== Consigne ==
Rédigez la suite du texte ci-dessous consacré à Évian, en commençant juste après sa dernière phrase.

== Texte présenté ==
---------------

Cette métropole de 200 000 habitants est le véritable poumon économique et culturel de la région. Ici, les personnes âgées n’existent pas. Chaque foyer étant alimenté d’eau d’Évian par le robinet, la population se maintient entre 5 et 25 ans et à même tendance à rajeunir année après année. Dans la rue, les beaux Évianais passent des journées entières à danser face à des vitrines de magasins, ou à se faire frôler par des bébés en rollers qui exécutent des chorégraphies de break dance. Ici, on ne vit que d’air pur et d’eau fra îche…
Bon, je me suis peut-être un peu emballé là.
Évian compte moins de 10 000 habitants et se situe en Haute-Savoie, sur les bords du lac Léman qui marque une frontière naturelle entre la France et la Suisse. Positionnée entre lac et montagne, Evian est un point de chute idéal pour pratiquer les activités de la région : randonnée en montagne le matin et baignade à la plage l’après-midi en été.

---------------

== Enregistrements ==

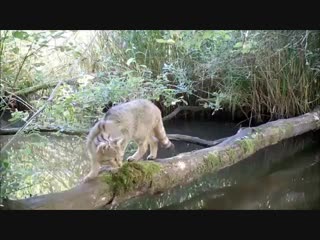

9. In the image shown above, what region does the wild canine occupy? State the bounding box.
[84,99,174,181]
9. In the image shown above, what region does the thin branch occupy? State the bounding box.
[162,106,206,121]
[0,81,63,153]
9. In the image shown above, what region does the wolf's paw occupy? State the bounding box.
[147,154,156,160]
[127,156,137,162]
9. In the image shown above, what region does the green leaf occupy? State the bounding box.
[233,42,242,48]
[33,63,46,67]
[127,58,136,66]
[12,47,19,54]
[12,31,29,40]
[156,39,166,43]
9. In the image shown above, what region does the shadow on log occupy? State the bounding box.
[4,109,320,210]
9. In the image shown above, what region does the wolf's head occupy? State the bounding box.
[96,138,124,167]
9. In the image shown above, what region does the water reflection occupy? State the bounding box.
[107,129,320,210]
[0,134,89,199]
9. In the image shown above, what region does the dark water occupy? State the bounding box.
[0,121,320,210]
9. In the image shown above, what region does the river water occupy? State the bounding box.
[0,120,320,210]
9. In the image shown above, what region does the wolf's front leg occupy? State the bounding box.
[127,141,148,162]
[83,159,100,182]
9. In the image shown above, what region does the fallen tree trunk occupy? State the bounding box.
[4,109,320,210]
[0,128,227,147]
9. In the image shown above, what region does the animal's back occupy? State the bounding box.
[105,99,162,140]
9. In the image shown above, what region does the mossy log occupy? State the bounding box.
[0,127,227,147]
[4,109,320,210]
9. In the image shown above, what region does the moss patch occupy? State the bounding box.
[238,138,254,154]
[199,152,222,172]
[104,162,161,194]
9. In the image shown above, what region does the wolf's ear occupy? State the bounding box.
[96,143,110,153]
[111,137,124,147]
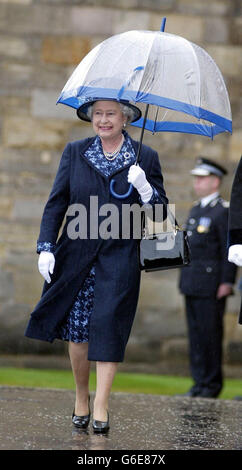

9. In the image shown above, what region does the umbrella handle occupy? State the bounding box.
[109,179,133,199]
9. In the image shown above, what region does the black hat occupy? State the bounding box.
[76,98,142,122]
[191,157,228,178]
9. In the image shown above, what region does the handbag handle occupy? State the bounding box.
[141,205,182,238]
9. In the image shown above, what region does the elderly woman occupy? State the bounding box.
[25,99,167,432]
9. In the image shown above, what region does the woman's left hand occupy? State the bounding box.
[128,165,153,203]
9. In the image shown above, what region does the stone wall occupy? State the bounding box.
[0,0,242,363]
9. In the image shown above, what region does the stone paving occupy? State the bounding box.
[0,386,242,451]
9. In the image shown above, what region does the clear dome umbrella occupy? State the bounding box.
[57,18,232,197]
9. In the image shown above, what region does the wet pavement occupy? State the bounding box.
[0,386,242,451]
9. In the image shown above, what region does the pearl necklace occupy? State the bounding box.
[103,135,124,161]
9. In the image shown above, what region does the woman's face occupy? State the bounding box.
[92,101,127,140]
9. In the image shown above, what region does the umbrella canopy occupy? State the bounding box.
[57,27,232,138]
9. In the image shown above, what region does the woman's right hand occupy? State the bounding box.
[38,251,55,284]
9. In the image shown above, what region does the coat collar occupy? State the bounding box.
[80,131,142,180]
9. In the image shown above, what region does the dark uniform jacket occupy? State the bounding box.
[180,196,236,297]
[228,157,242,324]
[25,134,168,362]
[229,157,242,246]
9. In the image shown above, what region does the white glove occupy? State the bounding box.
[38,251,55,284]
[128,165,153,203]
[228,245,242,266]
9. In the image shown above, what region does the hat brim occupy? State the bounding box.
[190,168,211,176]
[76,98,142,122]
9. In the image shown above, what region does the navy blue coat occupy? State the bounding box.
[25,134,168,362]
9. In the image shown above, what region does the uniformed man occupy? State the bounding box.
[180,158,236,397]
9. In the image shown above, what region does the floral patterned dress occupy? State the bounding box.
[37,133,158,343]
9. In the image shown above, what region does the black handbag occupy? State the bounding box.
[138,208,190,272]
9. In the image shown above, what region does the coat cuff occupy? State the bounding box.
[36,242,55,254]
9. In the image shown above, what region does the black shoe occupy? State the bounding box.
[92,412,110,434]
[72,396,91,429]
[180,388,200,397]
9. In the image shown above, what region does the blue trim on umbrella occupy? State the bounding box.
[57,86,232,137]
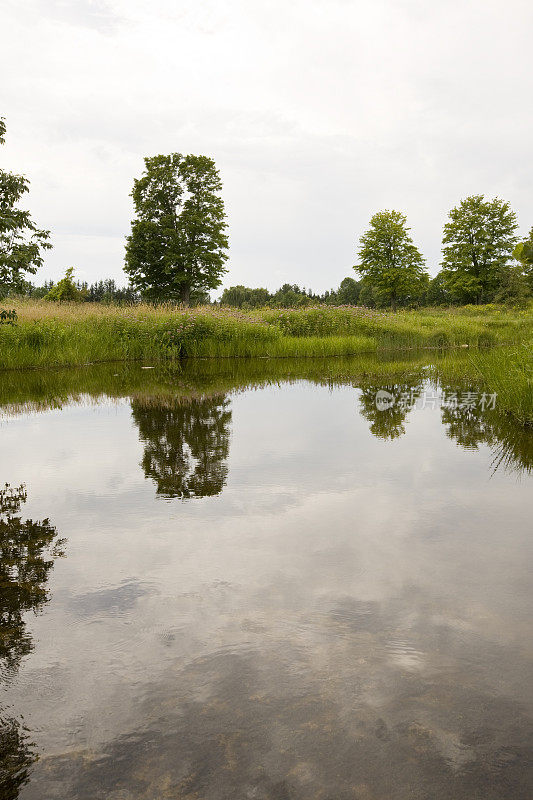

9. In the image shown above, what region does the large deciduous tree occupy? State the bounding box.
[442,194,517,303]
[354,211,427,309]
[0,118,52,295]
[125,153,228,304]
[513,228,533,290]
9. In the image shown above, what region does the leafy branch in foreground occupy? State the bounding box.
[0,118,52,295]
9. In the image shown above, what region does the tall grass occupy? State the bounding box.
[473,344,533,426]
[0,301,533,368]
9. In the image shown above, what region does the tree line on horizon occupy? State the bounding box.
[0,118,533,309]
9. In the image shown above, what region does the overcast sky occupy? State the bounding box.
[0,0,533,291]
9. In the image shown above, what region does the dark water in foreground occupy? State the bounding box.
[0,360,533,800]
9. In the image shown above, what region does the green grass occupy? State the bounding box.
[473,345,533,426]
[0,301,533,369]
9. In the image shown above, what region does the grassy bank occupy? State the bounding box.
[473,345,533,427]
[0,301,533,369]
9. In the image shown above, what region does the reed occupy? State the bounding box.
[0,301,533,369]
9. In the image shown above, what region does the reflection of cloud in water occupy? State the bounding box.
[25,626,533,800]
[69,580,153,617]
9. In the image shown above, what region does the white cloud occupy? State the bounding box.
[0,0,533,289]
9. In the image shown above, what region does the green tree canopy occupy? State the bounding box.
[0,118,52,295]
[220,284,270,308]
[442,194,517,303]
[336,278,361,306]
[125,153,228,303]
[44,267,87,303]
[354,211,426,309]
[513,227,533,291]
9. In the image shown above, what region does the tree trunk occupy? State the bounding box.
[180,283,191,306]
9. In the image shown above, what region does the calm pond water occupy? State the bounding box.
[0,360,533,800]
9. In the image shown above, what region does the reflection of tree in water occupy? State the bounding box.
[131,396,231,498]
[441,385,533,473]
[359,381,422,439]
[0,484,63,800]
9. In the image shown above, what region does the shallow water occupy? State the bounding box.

---------------

== Réponse attendue ==
Ski l’hiver, la première station se trouvant à moins de 25 minutes de route. Et si vous n’êtes pas du genre sportif, les villes de Genève et Lausanne se trouvent à moins d’une heure de voiture pour faire du shopping ou déguster une vraie fondue suisse.
Rares sont les villes de moins de 10 000 habitants qui jouissent d’une telle renommée. En plus de pouvoir se targuer d’exporter ses bouteilles à travers le monde entier, Évian se démarque par l’organisation annuelle d’un tournoi de golf féminin prestigieux, l’Evian Championship, celle du G8 en 2003, ainsi que par son équipe de football: l’Évian Thonon Gaillard FC.
Et pourtant, Évian c’est petit. Sacrément petit même. Chaque Évianais s’est déjà fait demander par un touriste où se trouve le centre-ville. Question anodine et tout à fait légitime quand on visite un territoire inconnu, sauf quand ledit touriste se trouve déjà au cœur de la seule et unique rue commerçante…
Là, c’en est presque un peu gênant.
Ce décalage qui existe parfois entre l’imaginaire et la réalité fait d’Évian une ville empreinte de mystère qui possède ses propres enjeux. Quoi de mieux pour présenter une ville que de s’attarder sur ce qui la rend unique ? Voici un métier, une initiative, un plat et un évènement que vous ne retrouverez nulle part ailleurs.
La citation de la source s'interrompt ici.